▸ Entries shown:

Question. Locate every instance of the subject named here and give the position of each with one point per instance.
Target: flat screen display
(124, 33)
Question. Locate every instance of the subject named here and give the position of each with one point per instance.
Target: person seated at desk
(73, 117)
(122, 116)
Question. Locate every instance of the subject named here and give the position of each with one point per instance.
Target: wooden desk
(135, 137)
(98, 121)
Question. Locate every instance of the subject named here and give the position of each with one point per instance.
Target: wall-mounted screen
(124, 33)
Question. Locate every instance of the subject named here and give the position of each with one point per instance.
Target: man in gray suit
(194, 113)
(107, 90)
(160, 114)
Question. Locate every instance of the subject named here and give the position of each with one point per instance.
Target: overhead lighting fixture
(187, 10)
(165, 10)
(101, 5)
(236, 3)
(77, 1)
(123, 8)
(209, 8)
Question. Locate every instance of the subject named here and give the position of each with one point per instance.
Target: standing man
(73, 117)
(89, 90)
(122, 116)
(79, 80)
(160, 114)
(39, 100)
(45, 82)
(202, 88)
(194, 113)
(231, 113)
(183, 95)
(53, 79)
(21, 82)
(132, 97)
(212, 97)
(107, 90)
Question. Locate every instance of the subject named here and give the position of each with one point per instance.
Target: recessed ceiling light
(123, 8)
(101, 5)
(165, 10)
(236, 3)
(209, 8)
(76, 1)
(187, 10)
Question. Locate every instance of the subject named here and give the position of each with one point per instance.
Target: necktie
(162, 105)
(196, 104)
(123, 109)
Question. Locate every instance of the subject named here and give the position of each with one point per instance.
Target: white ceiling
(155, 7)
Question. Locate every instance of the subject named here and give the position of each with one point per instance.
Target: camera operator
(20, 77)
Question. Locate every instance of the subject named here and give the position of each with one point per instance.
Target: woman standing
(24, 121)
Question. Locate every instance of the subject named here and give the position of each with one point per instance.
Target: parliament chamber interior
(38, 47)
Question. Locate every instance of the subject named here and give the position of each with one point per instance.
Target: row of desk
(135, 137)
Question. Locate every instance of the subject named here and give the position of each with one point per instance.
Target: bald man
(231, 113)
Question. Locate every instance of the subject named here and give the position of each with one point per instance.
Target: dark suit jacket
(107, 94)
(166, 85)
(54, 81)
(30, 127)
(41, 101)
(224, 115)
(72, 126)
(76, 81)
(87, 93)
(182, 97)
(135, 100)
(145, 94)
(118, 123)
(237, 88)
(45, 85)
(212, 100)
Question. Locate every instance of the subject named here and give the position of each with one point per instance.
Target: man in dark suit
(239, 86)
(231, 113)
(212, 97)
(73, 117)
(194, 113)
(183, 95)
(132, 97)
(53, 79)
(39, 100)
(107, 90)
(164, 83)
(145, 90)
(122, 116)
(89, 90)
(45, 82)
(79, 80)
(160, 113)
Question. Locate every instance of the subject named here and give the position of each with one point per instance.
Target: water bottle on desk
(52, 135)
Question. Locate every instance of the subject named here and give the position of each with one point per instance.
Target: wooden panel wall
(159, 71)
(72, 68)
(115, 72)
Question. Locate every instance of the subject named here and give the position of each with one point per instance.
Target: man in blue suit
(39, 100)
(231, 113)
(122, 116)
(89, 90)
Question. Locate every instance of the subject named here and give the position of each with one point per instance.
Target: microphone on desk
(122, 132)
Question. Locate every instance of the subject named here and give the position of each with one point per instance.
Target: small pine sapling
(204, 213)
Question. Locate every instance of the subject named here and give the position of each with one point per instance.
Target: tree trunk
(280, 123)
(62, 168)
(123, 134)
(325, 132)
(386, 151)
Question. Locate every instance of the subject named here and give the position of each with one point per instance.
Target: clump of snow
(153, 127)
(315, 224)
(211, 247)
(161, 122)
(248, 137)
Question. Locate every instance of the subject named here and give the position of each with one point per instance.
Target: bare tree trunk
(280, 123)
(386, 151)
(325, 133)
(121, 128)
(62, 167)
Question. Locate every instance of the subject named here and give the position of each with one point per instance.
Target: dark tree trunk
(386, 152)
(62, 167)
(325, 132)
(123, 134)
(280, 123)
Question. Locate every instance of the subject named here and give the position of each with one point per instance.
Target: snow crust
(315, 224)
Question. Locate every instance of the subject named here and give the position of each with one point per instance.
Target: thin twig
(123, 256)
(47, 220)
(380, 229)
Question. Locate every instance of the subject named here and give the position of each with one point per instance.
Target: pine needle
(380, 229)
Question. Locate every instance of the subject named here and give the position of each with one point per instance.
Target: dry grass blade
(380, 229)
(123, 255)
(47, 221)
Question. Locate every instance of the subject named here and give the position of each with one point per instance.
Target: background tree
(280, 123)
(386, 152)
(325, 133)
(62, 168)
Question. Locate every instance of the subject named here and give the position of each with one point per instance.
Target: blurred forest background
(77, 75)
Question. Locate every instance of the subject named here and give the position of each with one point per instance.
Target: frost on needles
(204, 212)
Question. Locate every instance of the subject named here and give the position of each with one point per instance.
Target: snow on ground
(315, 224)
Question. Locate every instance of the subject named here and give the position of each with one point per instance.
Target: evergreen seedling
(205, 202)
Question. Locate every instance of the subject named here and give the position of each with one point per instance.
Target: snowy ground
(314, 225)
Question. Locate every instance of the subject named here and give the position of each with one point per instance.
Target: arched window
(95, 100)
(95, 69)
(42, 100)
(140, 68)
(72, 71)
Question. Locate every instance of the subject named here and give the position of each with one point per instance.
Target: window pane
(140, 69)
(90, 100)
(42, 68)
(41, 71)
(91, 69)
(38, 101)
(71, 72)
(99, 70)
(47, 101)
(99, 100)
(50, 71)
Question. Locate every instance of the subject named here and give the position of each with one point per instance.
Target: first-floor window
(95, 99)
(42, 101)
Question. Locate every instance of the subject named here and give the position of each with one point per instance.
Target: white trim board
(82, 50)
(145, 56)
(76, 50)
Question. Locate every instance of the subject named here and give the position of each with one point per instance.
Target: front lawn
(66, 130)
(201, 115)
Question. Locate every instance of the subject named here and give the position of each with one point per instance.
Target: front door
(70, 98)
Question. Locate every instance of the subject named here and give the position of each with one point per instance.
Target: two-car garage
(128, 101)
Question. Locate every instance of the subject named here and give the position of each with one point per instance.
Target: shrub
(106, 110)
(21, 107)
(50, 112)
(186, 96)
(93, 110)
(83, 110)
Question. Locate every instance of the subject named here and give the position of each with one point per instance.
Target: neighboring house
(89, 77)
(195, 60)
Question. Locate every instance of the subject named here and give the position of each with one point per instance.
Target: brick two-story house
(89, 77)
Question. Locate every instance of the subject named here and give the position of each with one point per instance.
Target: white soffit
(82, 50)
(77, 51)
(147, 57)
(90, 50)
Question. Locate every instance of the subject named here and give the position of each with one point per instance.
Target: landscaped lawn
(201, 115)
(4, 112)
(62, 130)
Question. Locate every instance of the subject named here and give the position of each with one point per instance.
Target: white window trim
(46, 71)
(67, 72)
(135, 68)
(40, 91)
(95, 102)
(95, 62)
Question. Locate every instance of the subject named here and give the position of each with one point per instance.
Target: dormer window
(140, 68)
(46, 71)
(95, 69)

▸ Task brief: The reply should consist of the records, reproduced exactly.

▸ Response to the task:
Question. Locate every instance of the subject named here and give the position of each with one point per instance.
Target: flat screen display
(124, 33)
Question. Locate every instance of the subject named here and give the position of each with one point per instance.
Target: person seated at desk
(73, 117)
(122, 116)
Question. Locate every instance of the subject named here and give the position of each with one point per instance.
Target: wooden desk
(135, 137)
(98, 121)
Question. Locate every instance of the subject named here and give the position of each with one point per instance.
Target: wall-mounted screen
(124, 33)
Question. Locate every instance of the subject named here and give the position of each with one point per instance.
Target: man in gray suit
(194, 113)
(107, 90)
(160, 114)
Question. Locate every instance of the subject named here and give the position of each with one point per instance.
Target: overhead lighting fixture
(187, 10)
(165, 10)
(101, 5)
(236, 3)
(77, 1)
(123, 8)
(209, 8)
Question. Locate every instance of the subject named here and give the position of each with one point per instance.
Target: standing man
(73, 117)
(89, 90)
(122, 116)
(79, 80)
(160, 114)
(39, 100)
(45, 82)
(202, 88)
(194, 113)
(231, 113)
(183, 95)
(53, 79)
(21, 82)
(132, 97)
(212, 97)
(107, 90)
Question. Locate every instance of the subject named here and give the position of each with one point per instance.
Target: recessed ceiling light
(123, 8)
(101, 5)
(165, 10)
(236, 3)
(209, 8)
(76, 1)
(187, 10)
Question. Locate every instance of the subject named here and give the position of each with one point per instance.
Target: necktie
(162, 105)
(196, 104)
(123, 109)
Question. Locate every instance of the subject named here and give the position of each with one point per instance.
Target: white ceiling
(155, 7)
Question. Locate every instance of the subject named here and give the position of each with one point per instance.
Target: camera operator
(20, 77)
Question. Locate every instance of the subject named here and give the position of each with one point per instance.
Target: woman standing
(24, 121)
Question. Locate every instance of the subject named here and give the position of each with one point per instance.
Target: parliament chamber interior
(38, 47)
Question. Locate every instance of the subject named here and give the position of each with one point per instance.
Target: row of desk
(135, 137)
Question. Locate every instance of the subject named here and give the position of each with one point per instance.
Target: bald man
(231, 113)
Question. Locate every instance of the subject named here and give the position of each with one point per instance.
Target: dark suit jacket
(107, 94)
(166, 85)
(54, 81)
(30, 127)
(41, 101)
(224, 115)
(72, 126)
(76, 81)
(87, 93)
(182, 97)
(135, 100)
(145, 94)
(118, 123)
(237, 88)
(45, 85)
(212, 100)
Question. Locate every instance of the subject named here and give the position of each with one point per instance.
Target: man in dark suit
(239, 86)
(231, 113)
(212, 97)
(73, 117)
(194, 113)
(183, 95)
(132, 97)
(53, 79)
(39, 100)
(107, 90)
(164, 83)
(145, 90)
(122, 116)
(89, 90)
(45, 82)
(79, 80)
(160, 113)
Question. Locate every instance of the subject named here and give the position of each with one point per instance.
Target: water bottle on desk
(52, 135)
Question. Locate every instance of the subject named here and give the position of each with one point per instance.
Target: wooden panel wall
(159, 71)
(72, 68)
(115, 72)
Question. Locate every instance of the subject named here and give the position of each with one point per instance.
Target: man in blue suit
(39, 100)
(231, 113)
(122, 116)
(89, 90)
Question. Locate every instance of the subject named here and give the position of each with one point per instance.
Target: microphone on desk
(122, 132)
Question. Locate every instance of the subject named here and give the position of each with one point per instance.
Target: small pine sapling
(204, 213)
Question. Locate every instance of the subject named here and give the position of each with one point per instance.
Target: tree trunk
(280, 123)
(62, 168)
(123, 134)
(325, 132)
(386, 151)
Question. Locate every instance of the subject named here and give the position of each with one point per instance.
Target: clump of snow
(153, 127)
(315, 224)
(211, 247)
(161, 122)
(248, 137)
Question. Locate every instance of the subject named here and give the position of each with one point per instance.
Target: bare tree trunk
(280, 123)
(386, 151)
(325, 133)
(121, 128)
(62, 167)
Question. Locate every instance of the subject named here and give the position of each with one point per instance.
Target: dark tree trunk
(386, 152)
(62, 167)
(325, 132)
(123, 134)
(280, 123)
Question. Locate every instance of the subject named here and give the position of each with one point per instance.
Target: snow crust
(315, 224)
Question. Locate every instance of the subject named here and give the position of each with one point per instance.
Target: thin twig
(123, 256)
(47, 220)
(380, 229)
Question. Locate every instance of the subject named here and give the position of each with one point per instance.
Target: pine needle
(380, 229)
Question. Locate every instance of the subject named here and give the position of each with one point per instance.
Target: dry grass blade
(380, 229)
(123, 255)
(47, 221)
Question. Locate every instance of the subject named here and give the position of each with one point per instance.
Target: background tree
(280, 123)
(386, 152)
(325, 133)
(62, 168)
Question. Locate every instance of the subject named here and give the position of each with one point per instance.
Target: blurred forest background
(77, 75)
Question. Locate every instance of the subject named here and give the position of each with one point per instance.
Target: frost on needles
(204, 212)
Question. Locate every instance of the subject named here and give the position of each with one point per instance.
Target: snow on ground
(315, 224)
Question. Locate every instance of the subject named here and give the position of each with one point per instance.
Target: evergreen seedling
(205, 202)
Question. Locate every instance of the subject named here and give the position of each with one point per instance.
Target: snowy ground
(314, 225)
Question. Locate every instance of the subject named here and give the position of each with one point per instance.
Target: arched window
(95, 100)
(95, 69)
(42, 100)
(140, 68)
(72, 71)
Question. Locate every instance of the subject named here and give the position of each with one point per instance.
Target: window pane
(140, 69)
(90, 100)
(42, 68)
(41, 71)
(91, 69)
(38, 101)
(71, 72)
(99, 70)
(47, 101)
(99, 100)
(50, 71)
Question. Locate every instance of the subject named here and give the position of each with one point per instance.
Target: first-floor window
(95, 99)
(42, 101)
Question. Locate every instance of the subject named here and give the position of each with one point per instance.
Target: white trim board
(82, 50)
(145, 56)
(76, 50)
Question. Locate every instance of the subject named here and give the position of each with one point per instance.
Target: front lawn
(66, 130)
(201, 115)
Question. Locate every instance of the subject named here and give the position of each with one point per instance.
Target: front door
(70, 98)
Question. Locate every instance of the subject named here and give the position of each with one point per instance.
Target: two-car garage
(128, 101)
Question. Locate every instance of the subject named here and give the position of each with one point per instance.
Target: shrub
(106, 110)
(21, 107)
(50, 112)
(186, 96)
(93, 110)
(83, 110)
Question. Locate every instance of the subject named here and give the position of each with one point per instance.
Target: neighboring house
(89, 77)
(195, 60)
Question. Locate every instance of the subject named here and give the position of each with one point per instance.
Target: brick two-story house
(89, 77)
Question. Locate every instance of the subject named here and give the position of each with one point per instance.
Target: white soffit
(82, 50)
(77, 51)
(147, 57)
(90, 50)
Question. Locate every instance of the subject named here and give the position of each with one point per instance.
Target: landscaped lawn
(201, 115)
(4, 112)
(62, 130)
Question. Locate every instance of the subject named here and give the position of each with one point per instance.
Target: white window trim
(46, 71)
(67, 72)
(135, 68)
(40, 91)
(95, 102)
(95, 62)
Question. Locate every instance of the subject named here and give the position of each with one point per instance.
Target: dormer window
(140, 68)
(46, 71)
(95, 69)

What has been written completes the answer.